→ TRY IT
Below is a listing; reproduce exactly its lines from the one containing "Query: tie knot" to its last line, both ends kept, and no other lines.
Content starts
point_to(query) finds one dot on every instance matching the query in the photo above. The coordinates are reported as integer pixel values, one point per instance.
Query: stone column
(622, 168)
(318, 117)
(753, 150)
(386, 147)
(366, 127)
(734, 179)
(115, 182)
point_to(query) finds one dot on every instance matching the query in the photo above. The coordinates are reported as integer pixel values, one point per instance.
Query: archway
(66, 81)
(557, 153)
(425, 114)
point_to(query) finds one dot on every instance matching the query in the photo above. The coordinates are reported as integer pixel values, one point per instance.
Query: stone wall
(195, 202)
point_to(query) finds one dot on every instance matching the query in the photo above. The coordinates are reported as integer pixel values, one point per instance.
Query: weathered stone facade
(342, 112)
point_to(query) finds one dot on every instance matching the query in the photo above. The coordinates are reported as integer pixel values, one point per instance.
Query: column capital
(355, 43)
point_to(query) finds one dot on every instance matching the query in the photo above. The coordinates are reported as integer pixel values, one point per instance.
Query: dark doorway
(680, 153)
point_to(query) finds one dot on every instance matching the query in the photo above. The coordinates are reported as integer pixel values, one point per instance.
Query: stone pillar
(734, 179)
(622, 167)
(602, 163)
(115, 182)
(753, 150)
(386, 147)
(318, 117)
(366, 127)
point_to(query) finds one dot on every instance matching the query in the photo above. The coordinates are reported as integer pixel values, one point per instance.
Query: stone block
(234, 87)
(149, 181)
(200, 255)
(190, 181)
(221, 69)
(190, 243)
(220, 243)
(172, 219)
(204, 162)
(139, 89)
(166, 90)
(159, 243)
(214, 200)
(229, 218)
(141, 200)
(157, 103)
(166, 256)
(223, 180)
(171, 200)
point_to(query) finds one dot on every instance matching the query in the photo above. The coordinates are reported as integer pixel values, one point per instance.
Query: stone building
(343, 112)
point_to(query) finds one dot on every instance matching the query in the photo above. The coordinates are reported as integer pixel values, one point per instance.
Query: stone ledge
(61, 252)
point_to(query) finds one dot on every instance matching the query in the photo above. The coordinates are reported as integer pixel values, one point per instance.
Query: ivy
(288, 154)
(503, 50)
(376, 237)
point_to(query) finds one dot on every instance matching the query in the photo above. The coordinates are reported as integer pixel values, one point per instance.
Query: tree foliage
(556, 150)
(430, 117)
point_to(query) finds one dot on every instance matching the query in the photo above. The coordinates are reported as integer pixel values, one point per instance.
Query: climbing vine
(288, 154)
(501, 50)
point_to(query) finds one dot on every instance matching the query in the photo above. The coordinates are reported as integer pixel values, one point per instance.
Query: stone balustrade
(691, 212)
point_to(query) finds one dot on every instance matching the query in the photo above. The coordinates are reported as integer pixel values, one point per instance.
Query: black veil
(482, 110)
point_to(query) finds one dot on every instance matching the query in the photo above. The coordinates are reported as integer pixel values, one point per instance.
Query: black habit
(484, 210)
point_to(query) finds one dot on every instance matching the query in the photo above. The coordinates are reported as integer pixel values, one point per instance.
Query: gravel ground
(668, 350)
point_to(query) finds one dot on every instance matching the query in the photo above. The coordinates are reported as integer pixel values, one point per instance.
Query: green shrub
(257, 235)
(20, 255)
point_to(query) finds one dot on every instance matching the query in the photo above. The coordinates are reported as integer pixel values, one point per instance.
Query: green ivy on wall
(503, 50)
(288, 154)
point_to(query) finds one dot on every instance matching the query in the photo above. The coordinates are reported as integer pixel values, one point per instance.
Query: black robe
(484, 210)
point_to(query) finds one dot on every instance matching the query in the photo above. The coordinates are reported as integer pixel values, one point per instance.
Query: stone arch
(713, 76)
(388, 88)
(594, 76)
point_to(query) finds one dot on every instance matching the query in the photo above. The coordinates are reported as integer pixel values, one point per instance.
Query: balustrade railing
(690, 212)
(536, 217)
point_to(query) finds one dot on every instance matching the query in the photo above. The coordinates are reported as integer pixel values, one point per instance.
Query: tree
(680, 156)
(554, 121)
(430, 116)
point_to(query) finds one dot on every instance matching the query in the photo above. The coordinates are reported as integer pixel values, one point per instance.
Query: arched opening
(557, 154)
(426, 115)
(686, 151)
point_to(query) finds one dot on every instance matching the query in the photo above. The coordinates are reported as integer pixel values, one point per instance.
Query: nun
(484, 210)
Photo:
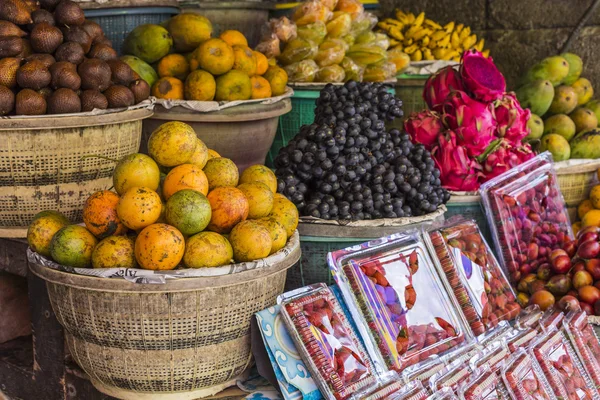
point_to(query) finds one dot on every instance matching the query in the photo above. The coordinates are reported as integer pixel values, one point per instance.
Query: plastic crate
(118, 22)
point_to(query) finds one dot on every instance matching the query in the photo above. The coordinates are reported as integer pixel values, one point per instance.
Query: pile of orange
(201, 213)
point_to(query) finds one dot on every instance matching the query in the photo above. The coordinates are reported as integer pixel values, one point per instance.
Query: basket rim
(100, 284)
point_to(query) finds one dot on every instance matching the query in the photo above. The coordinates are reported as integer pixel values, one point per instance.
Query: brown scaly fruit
(8, 72)
(103, 52)
(7, 28)
(91, 99)
(46, 59)
(64, 75)
(68, 13)
(45, 38)
(95, 74)
(33, 75)
(10, 46)
(119, 96)
(71, 52)
(140, 90)
(15, 11)
(30, 102)
(7, 100)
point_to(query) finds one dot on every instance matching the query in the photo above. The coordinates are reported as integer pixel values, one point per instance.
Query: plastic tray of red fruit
(399, 299)
(524, 379)
(325, 339)
(475, 276)
(584, 340)
(528, 218)
(561, 367)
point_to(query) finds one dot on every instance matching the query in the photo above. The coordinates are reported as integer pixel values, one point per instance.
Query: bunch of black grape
(347, 166)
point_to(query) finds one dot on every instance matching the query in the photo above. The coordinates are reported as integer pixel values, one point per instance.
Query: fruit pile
(347, 166)
(190, 65)
(564, 115)
(424, 39)
(332, 41)
(202, 212)
(473, 127)
(54, 61)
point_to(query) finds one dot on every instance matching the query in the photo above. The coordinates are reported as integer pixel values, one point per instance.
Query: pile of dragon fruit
(473, 128)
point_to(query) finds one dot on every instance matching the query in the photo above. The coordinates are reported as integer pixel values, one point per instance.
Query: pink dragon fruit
(511, 119)
(439, 86)
(502, 156)
(471, 120)
(481, 77)
(457, 171)
(424, 127)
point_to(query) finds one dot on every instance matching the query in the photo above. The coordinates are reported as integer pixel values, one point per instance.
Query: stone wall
(518, 32)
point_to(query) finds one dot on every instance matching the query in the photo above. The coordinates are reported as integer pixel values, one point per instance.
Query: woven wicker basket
(42, 165)
(577, 180)
(186, 339)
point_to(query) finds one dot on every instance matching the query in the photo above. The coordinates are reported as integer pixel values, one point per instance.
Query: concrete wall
(518, 32)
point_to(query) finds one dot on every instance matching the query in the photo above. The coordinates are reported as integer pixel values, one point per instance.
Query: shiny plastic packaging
(324, 337)
(477, 281)
(398, 300)
(527, 216)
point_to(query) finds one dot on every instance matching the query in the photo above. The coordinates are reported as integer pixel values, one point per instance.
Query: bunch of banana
(424, 39)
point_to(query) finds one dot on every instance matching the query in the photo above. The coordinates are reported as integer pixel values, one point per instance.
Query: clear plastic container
(326, 341)
(527, 216)
(524, 379)
(475, 276)
(399, 301)
(561, 367)
(586, 344)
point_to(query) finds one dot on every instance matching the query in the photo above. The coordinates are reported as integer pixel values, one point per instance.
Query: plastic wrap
(303, 71)
(392, 287)
(297, 50)
(331, 74)
(475, 276)
(314, 32)
(324, 337)
(524, 379)
(586, 344)
(562, 368)
(331, 52)
(527, 216)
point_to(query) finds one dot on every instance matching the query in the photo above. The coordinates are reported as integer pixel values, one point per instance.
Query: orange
(234, 38)
(159, 247)
(245, 60)
(200, 85)
(234, 85)
(261, 89)
(262, 64)
(185, 176)
(215, 56)
(277, 78)
(100, 214)
(168, 88)
(229, 207)
(139, 207)
(174, 65)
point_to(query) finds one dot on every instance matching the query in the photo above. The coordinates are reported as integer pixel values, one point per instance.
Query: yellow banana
(420, 18)
(417, 56)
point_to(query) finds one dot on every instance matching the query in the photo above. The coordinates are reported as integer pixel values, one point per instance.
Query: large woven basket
(43, 164)
(186, 339)
(576, 178)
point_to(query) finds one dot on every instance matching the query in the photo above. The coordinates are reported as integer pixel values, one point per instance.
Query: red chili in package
(562, 369)
(400, 299)
(480, 287)
(584, 340)
(523, 379)
(330, 347)
(527, 216)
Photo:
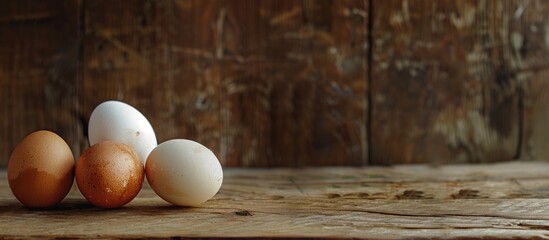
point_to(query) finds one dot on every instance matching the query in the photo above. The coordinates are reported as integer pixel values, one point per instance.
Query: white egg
(120, 122)
(184, 172)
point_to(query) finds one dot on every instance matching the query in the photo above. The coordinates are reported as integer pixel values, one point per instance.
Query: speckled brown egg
(41, 170)
(109, 174)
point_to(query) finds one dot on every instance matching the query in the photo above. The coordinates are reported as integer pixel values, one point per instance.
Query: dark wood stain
(287, 83)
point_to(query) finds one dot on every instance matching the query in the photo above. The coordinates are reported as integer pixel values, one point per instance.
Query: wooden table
(470, 201)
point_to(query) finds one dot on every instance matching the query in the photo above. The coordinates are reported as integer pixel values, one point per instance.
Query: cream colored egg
(184, 172)
(120, 122)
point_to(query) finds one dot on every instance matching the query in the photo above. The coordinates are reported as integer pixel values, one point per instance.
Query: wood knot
(243, 213)
(466, 194)
(333, 195)
(410, 194)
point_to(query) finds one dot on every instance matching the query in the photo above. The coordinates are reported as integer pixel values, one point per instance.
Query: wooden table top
(468, 201)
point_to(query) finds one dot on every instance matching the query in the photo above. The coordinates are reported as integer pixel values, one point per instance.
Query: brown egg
(109, 174)
(41, 170)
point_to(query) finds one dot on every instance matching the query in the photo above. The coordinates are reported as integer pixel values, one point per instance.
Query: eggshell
(184, 172)
(109, 174)
(120, 122)
(41, 170)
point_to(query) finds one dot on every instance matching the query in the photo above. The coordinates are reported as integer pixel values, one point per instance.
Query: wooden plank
(446, 82)
(533, 70)
(39, 65)
(269, 83)
(296, 94)
(503, 201)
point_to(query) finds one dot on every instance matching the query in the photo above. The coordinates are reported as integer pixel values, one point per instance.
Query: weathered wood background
(287, 83)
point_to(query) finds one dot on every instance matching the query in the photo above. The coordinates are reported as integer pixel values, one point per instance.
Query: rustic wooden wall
(287, 83)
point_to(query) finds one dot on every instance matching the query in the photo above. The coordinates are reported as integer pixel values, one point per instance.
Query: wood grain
(447, 83)
(296, 96)
(39, 68)
(260, 83)
(287, 83)
(532, 69)
(503, 201)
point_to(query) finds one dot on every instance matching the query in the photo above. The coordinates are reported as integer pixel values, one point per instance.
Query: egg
(184, 172)
(120, 122)
(109, 174)
(41, 170)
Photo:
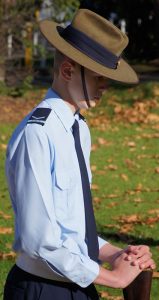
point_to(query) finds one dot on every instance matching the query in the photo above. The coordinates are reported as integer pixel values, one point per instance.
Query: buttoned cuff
(101, 242)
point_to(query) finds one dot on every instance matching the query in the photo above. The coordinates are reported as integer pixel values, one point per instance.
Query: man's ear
(66, 69)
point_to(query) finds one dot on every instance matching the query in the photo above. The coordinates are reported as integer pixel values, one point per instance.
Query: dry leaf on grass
(5, 216)
(6, 230)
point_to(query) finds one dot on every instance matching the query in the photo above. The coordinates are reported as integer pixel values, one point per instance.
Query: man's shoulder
(39, 116)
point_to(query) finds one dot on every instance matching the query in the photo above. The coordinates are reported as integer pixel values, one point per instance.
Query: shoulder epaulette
(39, 116)
(82, 117)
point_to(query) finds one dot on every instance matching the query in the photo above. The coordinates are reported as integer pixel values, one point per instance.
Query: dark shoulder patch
(82, 117)
(39, 116)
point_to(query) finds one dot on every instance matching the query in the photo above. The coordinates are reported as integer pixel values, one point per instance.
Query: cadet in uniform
(48, 171)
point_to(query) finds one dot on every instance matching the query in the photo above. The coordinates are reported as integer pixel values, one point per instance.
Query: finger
(144, 262)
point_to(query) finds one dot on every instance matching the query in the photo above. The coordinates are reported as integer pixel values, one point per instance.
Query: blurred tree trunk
(156, 12)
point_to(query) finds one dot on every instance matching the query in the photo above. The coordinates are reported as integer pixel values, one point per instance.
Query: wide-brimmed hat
(93, 42)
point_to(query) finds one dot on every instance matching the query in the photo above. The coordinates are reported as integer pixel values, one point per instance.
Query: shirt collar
(60, 107)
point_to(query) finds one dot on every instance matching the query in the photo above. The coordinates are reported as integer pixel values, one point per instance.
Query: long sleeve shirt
(46, 192)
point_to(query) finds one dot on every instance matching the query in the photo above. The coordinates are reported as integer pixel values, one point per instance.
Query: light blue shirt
(46, 192)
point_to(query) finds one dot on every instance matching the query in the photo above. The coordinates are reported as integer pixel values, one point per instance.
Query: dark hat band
(89, 47)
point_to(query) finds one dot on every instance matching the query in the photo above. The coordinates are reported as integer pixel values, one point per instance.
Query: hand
(141, 256)
(125, 271)
(121, 274)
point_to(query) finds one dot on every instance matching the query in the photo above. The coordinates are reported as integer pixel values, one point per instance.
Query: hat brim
(123, 73)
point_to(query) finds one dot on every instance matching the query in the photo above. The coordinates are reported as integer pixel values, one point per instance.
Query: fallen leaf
(126, 228)
(6, 230)
(94, 147)
(3, 146)
(112, 167)
(131, 144)
(138, 200)
(112, 204)
(5, 216)
(93, 168)
(94, 187)
(157, 170)
(111, 196)
(124, 177)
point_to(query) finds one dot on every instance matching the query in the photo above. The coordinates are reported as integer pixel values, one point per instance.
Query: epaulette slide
(82, 117)
(39, 116)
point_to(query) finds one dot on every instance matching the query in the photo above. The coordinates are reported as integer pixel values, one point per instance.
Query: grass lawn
(125, 167)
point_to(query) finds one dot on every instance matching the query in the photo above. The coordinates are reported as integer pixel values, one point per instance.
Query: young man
(48, 172)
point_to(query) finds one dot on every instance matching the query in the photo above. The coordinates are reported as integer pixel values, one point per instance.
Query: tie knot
(75, 127)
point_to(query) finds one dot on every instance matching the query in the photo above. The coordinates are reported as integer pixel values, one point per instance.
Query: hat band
(89, 47)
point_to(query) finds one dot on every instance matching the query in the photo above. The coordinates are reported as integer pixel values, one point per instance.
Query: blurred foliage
Content ends
→ EXERCISE OUTPUT
Query: tie knot
(75, 127)
point_to(query) finds one dot on every instance matching the query in the photo above. The coordinates are reported as integer pixel values, one point per instance.
Query: hat band
(89, 47)
point_to(query) finds one dot on every instance matching the query in the photo above. The coordinates are reported as integer pixel values, one point per instance.
Query: blurred foliage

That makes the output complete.